> _WORK TASK_
Rewrite the text on the CIA and the Contras, starting at "A bill passed" and ending at "with Walter Mondale.", with "pamphlets" changed to "leaflets".
+++ TEXT +++
The CIA led the recruitment initiative for the Contras, enlisting mercenary guerrilla forces and over time the CIA would go on to provide millions of dollars to the Contras. The CIA, along with the U.S. military, led an operation to blow-up two bridges in Nicaragua and to mine the Corinto harbour as well, in a bid to slow down trade in the country by disrupting petroleum and cotton imports into Nicaragua.[19]

A bill passed down from Congress in 1983, called the Boland Amendment, prohibited CIA involvement in Nicaragua and referred to “the C.I.A. [having] armed, clothed, fed and supervised the contras”.[20] In a bid to disrupt the Sandinistas, Reagan ignored the report and the CIA continued assisting the Contras. Manuals circulated by the CIA contained advice on how to create civil disruptions and how to create Molotov cocktails and use fuel tanks as weapons. Other pamphlets instructed the guerrillas to target high ranking judges, police and other state officials for assassination.[21] In a rather embarrassing segment, Ronald Reagan was forced to publicly address these manuals in the 1985 presidential debates with Walter Mondale.
+++ SUPPLIED MATERIAL +++
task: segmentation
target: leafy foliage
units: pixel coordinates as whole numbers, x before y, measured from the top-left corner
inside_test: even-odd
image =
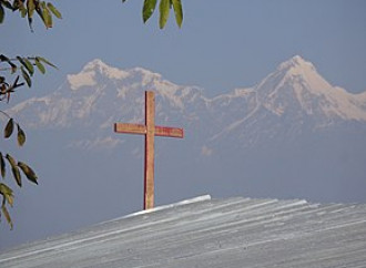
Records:
[[[39,0],[0,0],[0,24],[3,23],[6,18],[6,10],[19,11],[21,18],[28,19],[28,24],[32,29],[32,22],[34,14],[42,20],[45,28],[52,28],[53,20],[52,16],[61,19],[62,16],[59,10],[51,3]],[[9,58],[4,54],[0,54],[0,102],[10,101],[10,96],[20,86],[28,85],[32,86],[32,76],[38,70],[40,73],[44,74],[45,66],[52,66],[51,62],[42,56],[20,56]],[[7,73],[7,76],[2,73]],[[9,76],[13,78],[12,82],[9,81]],[[7,121],[3,128],[3,138],[8,140],[17,132],[17,142],[19,146],[23,146],[26,143],[26,133],[12,117],[10,117],[6,112],[0,110],[2,118]],[[22,186],[22,174],[26,175],[28,181],[33,184],[38,184],[38,177],[34,171],[24,162],[17,161],[14,156],[9,153],[3,154],[0,152],[0,173],[2,179],[7,176],[7,165],[11,169],[11,175],[14,178],[19,187]],[[0,183],[0,195],[2,196],[0,219],[3,216],[10,227],[13,227],[9,210],[7,205],[13,205],[13,190],[4,183]]]
[[[0,111],[0,112],[3,116],[8,117],[7,125],[3,130],[3,137],[4,138],[10,138],[12,135],[14,135],[14,130],[16,130],[14,125],[17,125],[18,145],[23,146],[23,144],[26,143],[26,133],[24,133],[24,131],[7,113],[4,113],[2,111]],[[3,156],[2,152],[0,152],[0,173],[1,173],[2,179],[4,179],[6,175],[7,175],[7,162],[6,162],[6,159],[8,162],[9,167],[11,168],[12,177],[14,178],[14,181],[18,184],[19,187],[22,186],[21,172],[26,175],[28,181],[30,181],[31,183],[38,184],[38,181],[37,181],[38,177],[34,173],[34,171],[28,164],[26,164],[23,162],[20,162],[20,161],[17,161],[9,153],[6,154],[6,156]],[[13,205],[13,192],[8,185],[6,185],[4,183],[0,183],[0,195],[2,195],[0,217],[1,217],[1,215],[3,215],[4,218],[7,219],[8,224],[12,228],[13,224],[12,224],[9,210],[7,208],[7,204],[9,204],[10,206]]]
[[[27,17],[31,30],[34,12],[42,20],[45,28],[53,27],[52,16],[62,19],[60,11],[51,2],[40,0],[0,0],[0,23],[3,22],[6,17],[4,9],[19,11],[21,18]]]
[[[122,0],[122,2],[125,2],[126,0]],[[145,23],[151,16],[154,13],[156,8],[156,0],[144,0],[143,7],[142,7],[142,20]],[[159,4],[159,27],[160,29],[163,29],[166,24],[166,21],[169,19],[169,13],[171,9],[174,9],[175,13],[175,21],[176,24],[181,28],[183,23],[183,8],[181,0],[160,0]]]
+++
> _ANSWER BOX_
A bill passed down from Congress in 1983, called the Boland Amendment, prohibited CIA involvement in Nicaragua and referred to “the C.I.A. [having] armed, clothed, fed and supervised the contras”.[20] In a bid to disrupt the Sandinistas, Reagan ignored the report and the CIA continued assisting the Contras. Manuals circulated by the CIA contained advice on how to create civil disruptions and how to create Molotov cocktails and use fuel tanks as weapons. Other leaflets instructed the guerrillas to target high ranking judges, police and other state officials for assassination.[21] In a rather embarrassing segment, Ronald Reagan was forced to publicly address these manuals in the 1985 presidential debates with Walter Mondale.